* [TASK OBJECTIVE]: The answer is to be an exact copy of the lines below running from the line with "pixel 18 60." down to the line with "pixel 237 35.", both ends included, and nothing more.

Photo-based referring expression data:
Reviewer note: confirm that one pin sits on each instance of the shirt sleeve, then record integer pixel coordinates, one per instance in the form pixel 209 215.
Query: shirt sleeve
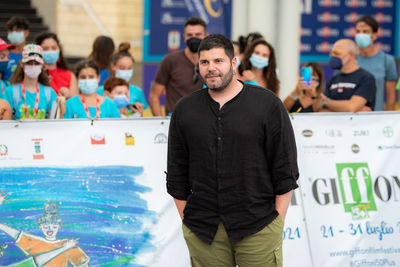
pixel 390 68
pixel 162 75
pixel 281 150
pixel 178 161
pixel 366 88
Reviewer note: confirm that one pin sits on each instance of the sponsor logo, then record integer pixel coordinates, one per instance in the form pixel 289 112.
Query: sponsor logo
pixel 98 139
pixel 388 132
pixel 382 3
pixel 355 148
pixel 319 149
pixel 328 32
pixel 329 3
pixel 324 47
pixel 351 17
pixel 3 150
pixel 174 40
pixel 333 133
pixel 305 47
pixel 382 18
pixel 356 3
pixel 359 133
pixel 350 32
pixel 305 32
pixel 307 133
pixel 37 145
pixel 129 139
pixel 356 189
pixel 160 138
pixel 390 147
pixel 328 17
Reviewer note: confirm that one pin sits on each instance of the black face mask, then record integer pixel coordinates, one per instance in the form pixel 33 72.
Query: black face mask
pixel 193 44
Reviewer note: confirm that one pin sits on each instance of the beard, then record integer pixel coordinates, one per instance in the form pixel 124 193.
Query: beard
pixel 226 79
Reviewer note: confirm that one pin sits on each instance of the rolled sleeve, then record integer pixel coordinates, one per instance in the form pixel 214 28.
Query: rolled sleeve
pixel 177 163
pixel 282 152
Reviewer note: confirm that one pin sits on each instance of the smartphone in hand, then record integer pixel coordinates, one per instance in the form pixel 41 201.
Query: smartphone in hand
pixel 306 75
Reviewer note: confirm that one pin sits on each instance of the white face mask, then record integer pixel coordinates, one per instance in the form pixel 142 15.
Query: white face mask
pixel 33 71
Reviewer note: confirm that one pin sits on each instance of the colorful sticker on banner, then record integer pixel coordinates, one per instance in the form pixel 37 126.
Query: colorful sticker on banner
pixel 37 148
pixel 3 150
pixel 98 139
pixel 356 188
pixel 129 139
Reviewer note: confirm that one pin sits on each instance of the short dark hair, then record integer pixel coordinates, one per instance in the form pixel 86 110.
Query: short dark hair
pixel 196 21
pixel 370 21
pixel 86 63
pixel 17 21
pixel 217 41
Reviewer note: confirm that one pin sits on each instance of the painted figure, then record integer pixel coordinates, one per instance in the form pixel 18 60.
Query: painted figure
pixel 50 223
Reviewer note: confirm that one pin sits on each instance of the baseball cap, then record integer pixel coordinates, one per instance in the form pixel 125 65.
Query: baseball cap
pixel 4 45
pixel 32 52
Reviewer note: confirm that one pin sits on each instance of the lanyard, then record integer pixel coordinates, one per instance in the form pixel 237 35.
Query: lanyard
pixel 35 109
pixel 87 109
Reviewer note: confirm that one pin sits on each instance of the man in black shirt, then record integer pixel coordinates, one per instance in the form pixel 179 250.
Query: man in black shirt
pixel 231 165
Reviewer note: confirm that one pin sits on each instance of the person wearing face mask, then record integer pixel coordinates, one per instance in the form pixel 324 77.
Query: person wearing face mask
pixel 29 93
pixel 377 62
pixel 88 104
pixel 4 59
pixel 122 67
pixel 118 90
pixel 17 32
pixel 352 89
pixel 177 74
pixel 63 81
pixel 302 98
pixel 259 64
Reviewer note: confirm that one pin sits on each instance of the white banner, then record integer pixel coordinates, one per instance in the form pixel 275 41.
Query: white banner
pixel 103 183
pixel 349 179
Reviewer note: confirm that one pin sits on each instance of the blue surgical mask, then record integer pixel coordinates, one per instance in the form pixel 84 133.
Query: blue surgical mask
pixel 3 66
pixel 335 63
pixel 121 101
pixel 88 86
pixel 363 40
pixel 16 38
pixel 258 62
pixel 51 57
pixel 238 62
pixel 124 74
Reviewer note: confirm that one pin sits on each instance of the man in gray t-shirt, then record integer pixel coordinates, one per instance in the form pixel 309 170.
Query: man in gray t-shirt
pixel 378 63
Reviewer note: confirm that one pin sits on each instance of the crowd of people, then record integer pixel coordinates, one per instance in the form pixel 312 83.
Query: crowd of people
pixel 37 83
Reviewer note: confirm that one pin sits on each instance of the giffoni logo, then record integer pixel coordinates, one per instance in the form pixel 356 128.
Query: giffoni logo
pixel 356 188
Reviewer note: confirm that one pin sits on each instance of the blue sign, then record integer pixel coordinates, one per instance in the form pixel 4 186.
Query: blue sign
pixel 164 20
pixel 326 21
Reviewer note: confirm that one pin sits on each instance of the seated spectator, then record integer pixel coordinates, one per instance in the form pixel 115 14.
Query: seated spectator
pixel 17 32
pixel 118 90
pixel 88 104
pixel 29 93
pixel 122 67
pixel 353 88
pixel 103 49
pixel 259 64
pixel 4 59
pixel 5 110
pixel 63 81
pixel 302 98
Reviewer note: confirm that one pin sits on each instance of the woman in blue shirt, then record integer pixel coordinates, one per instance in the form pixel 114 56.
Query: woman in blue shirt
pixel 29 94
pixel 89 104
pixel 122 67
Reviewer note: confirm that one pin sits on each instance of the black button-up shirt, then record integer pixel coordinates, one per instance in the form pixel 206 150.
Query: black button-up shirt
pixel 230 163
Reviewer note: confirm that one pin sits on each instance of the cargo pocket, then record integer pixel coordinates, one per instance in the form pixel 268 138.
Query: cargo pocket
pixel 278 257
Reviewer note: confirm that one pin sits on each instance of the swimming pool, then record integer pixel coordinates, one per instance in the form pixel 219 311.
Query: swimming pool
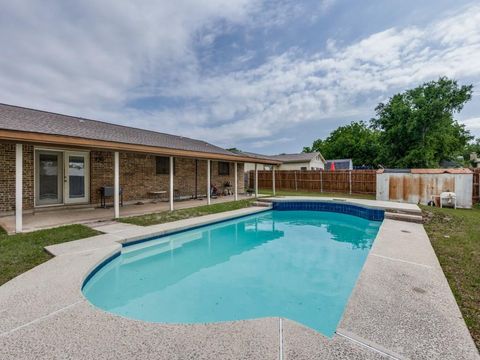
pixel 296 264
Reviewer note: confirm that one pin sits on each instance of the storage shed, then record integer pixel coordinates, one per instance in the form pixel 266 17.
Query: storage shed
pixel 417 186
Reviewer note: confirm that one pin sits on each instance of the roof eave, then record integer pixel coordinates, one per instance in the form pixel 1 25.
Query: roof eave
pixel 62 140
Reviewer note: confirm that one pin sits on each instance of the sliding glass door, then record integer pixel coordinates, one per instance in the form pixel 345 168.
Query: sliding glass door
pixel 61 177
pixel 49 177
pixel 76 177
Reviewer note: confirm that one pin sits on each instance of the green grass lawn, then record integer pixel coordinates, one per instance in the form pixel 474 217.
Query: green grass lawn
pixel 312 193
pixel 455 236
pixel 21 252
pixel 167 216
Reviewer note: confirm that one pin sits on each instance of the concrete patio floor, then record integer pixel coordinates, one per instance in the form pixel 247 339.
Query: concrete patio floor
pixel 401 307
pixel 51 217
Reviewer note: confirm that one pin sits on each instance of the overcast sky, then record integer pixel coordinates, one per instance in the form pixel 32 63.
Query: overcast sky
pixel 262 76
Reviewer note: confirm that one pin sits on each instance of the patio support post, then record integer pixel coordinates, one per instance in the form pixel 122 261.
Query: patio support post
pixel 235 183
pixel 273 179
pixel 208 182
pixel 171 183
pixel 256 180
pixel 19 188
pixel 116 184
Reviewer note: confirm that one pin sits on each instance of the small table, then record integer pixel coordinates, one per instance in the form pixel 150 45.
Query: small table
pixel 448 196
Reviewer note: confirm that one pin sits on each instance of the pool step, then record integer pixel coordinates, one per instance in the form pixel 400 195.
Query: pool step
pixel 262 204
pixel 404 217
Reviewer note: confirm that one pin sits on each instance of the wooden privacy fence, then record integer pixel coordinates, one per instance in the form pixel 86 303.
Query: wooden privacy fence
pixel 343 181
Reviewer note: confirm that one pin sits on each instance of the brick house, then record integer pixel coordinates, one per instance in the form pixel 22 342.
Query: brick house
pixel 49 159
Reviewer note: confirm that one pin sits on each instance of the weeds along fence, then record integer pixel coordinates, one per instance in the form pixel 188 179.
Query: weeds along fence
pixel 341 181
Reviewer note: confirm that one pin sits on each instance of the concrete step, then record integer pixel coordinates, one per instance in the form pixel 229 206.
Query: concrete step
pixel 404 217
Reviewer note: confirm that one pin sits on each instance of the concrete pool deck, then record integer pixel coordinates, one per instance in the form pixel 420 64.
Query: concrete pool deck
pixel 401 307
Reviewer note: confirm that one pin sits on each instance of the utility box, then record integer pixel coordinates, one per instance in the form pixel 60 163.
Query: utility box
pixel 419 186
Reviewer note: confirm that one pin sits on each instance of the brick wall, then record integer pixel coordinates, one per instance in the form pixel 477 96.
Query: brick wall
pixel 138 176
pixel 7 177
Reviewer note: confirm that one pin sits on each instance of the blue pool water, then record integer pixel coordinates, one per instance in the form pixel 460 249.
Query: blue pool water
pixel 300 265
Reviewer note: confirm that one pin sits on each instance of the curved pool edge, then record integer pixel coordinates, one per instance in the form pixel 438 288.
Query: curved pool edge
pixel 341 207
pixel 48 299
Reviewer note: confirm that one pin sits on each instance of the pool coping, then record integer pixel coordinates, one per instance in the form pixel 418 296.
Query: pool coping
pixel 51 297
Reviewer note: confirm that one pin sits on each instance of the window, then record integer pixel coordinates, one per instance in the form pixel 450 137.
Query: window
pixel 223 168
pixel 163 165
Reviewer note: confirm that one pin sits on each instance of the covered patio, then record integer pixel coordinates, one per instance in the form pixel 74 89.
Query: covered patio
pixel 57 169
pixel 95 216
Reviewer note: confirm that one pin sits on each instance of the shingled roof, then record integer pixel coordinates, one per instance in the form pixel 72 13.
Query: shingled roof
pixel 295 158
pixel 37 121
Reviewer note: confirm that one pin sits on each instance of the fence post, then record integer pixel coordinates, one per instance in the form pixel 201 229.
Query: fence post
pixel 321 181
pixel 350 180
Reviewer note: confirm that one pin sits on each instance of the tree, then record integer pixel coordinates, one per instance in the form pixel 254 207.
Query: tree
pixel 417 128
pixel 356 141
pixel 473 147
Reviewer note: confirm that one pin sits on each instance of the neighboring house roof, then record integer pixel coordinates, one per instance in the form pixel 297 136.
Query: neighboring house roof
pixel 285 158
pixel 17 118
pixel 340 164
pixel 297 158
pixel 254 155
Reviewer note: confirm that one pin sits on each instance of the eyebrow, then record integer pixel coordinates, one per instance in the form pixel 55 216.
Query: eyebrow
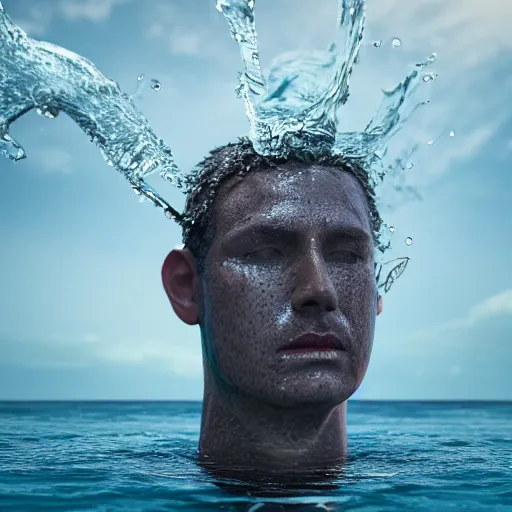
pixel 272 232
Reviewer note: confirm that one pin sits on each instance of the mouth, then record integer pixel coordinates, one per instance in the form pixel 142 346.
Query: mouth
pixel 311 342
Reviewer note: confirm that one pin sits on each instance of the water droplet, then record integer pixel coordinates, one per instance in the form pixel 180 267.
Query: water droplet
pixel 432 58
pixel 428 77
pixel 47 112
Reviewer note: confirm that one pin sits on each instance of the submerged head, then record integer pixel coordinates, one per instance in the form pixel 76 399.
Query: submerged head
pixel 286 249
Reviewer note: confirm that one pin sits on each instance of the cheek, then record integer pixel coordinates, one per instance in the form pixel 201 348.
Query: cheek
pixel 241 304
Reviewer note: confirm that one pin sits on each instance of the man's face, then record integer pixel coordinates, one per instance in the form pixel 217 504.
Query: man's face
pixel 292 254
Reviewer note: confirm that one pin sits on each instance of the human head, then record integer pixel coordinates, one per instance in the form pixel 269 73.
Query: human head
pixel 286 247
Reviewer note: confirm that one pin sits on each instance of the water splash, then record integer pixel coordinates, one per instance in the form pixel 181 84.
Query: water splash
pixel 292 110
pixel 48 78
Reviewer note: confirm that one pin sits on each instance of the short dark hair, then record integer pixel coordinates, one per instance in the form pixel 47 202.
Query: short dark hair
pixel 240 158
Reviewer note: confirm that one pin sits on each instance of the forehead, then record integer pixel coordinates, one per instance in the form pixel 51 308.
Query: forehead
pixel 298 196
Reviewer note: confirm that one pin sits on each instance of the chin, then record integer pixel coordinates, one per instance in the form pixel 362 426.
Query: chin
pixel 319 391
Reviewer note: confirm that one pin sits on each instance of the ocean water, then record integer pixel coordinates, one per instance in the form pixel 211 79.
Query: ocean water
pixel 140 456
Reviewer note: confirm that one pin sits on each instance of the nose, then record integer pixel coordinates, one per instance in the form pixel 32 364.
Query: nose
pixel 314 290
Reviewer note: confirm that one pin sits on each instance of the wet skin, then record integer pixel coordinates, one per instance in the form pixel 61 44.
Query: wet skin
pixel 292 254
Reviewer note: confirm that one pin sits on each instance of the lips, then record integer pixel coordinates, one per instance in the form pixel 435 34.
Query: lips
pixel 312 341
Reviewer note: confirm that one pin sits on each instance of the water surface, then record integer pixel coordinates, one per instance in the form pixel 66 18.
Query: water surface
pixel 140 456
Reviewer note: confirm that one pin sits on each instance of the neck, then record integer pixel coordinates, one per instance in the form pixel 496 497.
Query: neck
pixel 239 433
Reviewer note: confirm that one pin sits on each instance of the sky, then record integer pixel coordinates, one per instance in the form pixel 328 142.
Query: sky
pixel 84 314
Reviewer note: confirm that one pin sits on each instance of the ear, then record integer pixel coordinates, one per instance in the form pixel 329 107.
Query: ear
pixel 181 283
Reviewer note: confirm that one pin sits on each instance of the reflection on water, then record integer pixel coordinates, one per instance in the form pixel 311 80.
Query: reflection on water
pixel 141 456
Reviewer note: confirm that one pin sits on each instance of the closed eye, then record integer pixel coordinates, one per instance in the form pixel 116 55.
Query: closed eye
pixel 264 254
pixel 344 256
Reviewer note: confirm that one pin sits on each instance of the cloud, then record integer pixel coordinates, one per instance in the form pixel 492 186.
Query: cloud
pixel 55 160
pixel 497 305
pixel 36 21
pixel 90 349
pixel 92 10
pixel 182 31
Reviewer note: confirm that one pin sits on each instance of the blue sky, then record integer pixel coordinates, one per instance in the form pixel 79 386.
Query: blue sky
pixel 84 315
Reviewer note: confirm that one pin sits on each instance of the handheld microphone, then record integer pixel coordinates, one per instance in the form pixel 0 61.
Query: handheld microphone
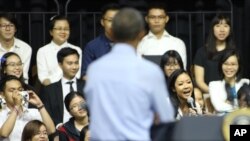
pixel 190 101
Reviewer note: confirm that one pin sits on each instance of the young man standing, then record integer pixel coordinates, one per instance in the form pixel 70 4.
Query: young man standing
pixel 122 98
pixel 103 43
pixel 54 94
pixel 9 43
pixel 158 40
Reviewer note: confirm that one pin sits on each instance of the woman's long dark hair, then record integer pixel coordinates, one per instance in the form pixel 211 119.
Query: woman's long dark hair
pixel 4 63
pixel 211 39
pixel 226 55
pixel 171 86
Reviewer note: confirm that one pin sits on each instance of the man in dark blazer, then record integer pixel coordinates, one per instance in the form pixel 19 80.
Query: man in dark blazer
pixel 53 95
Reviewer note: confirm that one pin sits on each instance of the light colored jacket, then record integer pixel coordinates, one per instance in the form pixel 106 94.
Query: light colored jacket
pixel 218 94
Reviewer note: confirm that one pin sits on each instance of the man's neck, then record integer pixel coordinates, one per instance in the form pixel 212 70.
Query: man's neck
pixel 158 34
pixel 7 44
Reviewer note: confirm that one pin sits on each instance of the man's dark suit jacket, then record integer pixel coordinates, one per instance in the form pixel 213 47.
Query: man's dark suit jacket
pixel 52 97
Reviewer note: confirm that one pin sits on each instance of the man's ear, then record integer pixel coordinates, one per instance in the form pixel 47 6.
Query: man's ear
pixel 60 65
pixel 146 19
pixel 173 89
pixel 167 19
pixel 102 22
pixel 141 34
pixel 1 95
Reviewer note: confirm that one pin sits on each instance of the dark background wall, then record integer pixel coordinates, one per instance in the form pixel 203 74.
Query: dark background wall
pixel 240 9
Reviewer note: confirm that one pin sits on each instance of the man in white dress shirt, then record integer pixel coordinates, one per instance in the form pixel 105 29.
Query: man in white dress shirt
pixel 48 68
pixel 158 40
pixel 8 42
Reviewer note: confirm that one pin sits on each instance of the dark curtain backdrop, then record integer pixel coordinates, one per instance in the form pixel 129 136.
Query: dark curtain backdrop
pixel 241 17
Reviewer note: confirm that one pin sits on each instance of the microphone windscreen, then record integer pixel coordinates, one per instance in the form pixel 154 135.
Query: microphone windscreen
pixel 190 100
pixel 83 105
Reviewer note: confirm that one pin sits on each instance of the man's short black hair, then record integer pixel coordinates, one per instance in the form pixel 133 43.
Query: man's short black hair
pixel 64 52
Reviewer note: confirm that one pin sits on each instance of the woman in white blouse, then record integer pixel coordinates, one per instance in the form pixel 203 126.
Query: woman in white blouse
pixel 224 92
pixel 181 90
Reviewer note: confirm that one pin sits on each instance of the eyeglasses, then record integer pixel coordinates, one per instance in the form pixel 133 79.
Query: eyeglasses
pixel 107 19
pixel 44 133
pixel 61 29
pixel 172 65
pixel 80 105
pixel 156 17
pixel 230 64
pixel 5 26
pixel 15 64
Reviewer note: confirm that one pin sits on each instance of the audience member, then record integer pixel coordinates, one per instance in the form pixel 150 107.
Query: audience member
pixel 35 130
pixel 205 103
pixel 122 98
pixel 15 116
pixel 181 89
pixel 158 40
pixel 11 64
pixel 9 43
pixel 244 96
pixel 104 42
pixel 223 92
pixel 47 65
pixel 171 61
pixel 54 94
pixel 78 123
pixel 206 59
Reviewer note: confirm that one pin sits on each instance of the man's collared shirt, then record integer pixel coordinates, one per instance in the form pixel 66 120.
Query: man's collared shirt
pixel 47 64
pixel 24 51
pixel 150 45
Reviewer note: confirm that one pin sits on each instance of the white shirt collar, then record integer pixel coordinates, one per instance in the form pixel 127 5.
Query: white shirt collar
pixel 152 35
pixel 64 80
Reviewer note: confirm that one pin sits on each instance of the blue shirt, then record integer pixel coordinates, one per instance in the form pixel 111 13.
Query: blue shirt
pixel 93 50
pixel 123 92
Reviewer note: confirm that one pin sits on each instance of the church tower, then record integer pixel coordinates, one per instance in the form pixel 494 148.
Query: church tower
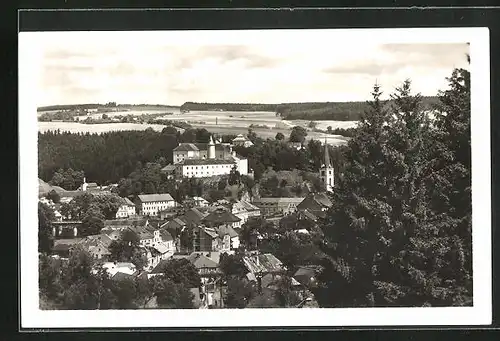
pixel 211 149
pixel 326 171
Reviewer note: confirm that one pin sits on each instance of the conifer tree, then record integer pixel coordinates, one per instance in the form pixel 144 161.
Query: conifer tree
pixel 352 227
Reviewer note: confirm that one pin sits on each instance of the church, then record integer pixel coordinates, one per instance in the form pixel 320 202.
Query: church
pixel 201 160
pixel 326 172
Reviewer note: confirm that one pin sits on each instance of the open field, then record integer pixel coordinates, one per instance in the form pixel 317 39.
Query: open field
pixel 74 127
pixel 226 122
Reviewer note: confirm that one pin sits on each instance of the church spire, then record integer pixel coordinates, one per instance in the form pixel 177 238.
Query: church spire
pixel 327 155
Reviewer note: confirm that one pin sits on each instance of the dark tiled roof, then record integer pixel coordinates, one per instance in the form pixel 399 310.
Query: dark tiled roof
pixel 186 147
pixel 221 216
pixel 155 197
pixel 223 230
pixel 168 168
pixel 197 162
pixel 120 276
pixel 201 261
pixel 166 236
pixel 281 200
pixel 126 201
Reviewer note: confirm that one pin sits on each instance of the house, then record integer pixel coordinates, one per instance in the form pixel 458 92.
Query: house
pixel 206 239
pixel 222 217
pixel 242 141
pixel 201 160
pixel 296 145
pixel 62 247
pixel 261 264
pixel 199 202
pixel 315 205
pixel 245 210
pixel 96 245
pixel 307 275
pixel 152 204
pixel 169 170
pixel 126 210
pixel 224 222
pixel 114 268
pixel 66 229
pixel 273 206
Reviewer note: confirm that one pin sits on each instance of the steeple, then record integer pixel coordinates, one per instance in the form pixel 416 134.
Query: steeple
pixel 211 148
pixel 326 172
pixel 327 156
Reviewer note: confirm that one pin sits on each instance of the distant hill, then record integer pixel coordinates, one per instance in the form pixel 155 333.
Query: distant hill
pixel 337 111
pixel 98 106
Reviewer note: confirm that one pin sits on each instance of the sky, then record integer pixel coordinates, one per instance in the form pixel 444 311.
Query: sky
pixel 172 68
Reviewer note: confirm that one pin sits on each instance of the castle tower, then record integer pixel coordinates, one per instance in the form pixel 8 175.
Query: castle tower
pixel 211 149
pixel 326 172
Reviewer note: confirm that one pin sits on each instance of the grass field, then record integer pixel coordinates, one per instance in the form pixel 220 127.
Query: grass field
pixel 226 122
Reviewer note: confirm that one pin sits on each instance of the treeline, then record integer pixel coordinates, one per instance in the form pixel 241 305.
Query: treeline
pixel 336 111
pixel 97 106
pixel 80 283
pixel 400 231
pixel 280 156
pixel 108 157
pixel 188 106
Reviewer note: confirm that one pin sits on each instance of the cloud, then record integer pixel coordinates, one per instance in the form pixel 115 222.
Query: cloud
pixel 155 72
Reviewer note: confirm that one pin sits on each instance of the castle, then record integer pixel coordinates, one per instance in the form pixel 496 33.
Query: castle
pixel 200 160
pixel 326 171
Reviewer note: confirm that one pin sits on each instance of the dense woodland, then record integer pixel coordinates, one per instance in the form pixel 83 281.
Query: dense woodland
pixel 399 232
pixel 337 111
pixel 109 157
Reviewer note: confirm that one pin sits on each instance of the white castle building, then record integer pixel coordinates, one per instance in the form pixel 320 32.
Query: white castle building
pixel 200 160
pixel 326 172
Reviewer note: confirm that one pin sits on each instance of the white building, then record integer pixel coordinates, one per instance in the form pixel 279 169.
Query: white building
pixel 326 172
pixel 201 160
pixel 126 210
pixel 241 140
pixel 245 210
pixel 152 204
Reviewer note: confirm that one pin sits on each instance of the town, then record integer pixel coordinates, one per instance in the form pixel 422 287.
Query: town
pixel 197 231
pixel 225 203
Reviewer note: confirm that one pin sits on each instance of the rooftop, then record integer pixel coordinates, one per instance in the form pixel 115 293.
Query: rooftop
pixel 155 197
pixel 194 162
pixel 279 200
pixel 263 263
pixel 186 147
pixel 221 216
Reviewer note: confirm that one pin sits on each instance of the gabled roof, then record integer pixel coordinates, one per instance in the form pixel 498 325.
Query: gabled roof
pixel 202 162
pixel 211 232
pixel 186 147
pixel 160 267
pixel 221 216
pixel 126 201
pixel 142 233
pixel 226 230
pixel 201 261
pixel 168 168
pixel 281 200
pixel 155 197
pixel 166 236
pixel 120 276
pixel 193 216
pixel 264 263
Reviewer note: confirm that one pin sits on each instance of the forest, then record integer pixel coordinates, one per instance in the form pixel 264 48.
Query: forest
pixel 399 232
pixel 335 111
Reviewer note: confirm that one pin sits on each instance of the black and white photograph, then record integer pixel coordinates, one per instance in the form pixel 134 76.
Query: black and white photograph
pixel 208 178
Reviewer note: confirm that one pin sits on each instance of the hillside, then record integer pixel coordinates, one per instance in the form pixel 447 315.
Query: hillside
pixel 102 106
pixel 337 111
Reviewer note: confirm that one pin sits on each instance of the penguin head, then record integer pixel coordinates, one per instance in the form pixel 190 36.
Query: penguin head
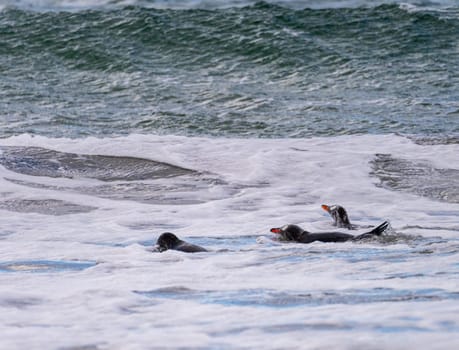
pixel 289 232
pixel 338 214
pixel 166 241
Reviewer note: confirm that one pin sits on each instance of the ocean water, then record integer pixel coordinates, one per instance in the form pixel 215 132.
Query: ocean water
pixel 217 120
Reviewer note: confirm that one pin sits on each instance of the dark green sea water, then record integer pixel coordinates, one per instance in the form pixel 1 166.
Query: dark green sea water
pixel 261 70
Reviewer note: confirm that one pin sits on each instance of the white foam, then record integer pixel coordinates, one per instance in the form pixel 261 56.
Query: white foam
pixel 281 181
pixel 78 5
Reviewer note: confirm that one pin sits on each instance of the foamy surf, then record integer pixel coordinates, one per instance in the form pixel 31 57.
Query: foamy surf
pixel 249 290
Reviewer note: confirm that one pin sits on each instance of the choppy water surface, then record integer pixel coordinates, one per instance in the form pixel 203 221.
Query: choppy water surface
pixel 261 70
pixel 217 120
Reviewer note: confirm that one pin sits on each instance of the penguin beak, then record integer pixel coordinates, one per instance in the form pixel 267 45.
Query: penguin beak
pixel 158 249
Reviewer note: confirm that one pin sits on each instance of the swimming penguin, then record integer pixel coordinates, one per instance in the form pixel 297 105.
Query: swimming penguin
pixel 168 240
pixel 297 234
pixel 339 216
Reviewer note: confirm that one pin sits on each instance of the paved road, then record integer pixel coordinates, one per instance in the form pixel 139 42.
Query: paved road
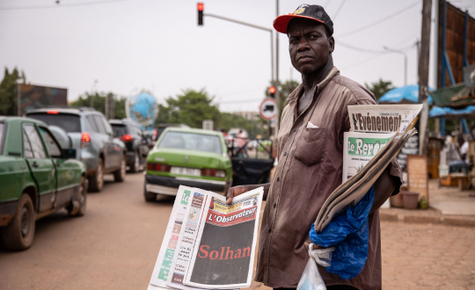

* [TASK SOLUTION]:
Reviewer note: confirm that one pin sits on each instance of the painted figure, then record integer pixel coordinates, one per instance in the form pixel 18 60.
Query: painted figure
pixel 50 223
Reviewer note: confirm that one pin sits on each instance of the baseball cap, then record integer pixel coordinates, one per instance in the form pixel 125 65.
Query: baseball cap
pixel 4 45
pixel 32 52
Reviewer note: confirm that one pin sits on each instance of the lanyard, then record integer pixel coordinates, one per instance in the form pixel 237 35.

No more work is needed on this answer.